Begin GIVEN RECORDS
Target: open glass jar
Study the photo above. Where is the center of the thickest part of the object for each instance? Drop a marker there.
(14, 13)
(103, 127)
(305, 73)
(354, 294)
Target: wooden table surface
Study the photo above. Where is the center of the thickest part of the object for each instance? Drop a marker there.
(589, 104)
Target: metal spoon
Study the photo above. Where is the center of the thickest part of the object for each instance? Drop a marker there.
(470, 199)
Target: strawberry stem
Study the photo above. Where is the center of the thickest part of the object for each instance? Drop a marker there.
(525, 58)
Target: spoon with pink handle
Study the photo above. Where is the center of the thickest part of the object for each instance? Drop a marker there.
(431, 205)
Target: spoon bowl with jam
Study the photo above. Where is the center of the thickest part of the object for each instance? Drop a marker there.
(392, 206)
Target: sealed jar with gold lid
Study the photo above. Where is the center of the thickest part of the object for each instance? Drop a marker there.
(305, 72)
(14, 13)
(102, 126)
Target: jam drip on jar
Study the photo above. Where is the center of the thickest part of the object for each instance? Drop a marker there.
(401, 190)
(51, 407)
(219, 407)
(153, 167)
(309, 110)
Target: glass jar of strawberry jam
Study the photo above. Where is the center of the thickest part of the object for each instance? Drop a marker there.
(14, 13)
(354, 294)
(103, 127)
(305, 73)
End GIVEN RECORDS
PROMPT
Could you return all of the data above word for word, with nothing changed?

EXERCISE RESULT
Target: open glass jar
Study the photo above. Where is the center of the thickest part of the object for each instance? Drop a marker there.
(14, 13)
(103, 127)
(305, 73)
(354, 294)
Target: wooden table surface
Study the photo above. Where is the center of the thickest part of the object for each instance? Drop a marker there.
(589, 104)
Target: metal spoon
Study the photo above. Where is the center of the thickest part of the object for each instance? Drop a marker there.
(470, 199)
Target: strawberry stem
Study the photo above. Where is the center of the thickest part of the object for each instance? Drop a marker there.
(525, 58)
Target: spoon with pink handle
Study the photo above. Where is the center of the thickest part of the object for each instance? Drop a marker there.
(431, 205)
Target: spoon bowl with jam
Study the photo above. Where is the center of the thickest part of the object for each instance? Drop a marker there.
(392, 206)
Target: sealed jar with gold lid
Study the photo above. Where is the center of the thickest part of the object for each instance? Drop a marker there.
(305, 72)
(14, 13)
(102, 126)
Target: jam drip on jar
Study the photo above. Where is the center of the thickest part of the object for each instance? Drop a marker there.
(401, 190)
(51, 407)
(219, 407)
(153, 167)
(309, 110)
Target: glass jar of strawberry jam
Study the photo above. Where is the center of the thickest part of the object for each instance? Drop a marker there.
(14, 13)
(354, 294)
(103, 127)
(305, 73)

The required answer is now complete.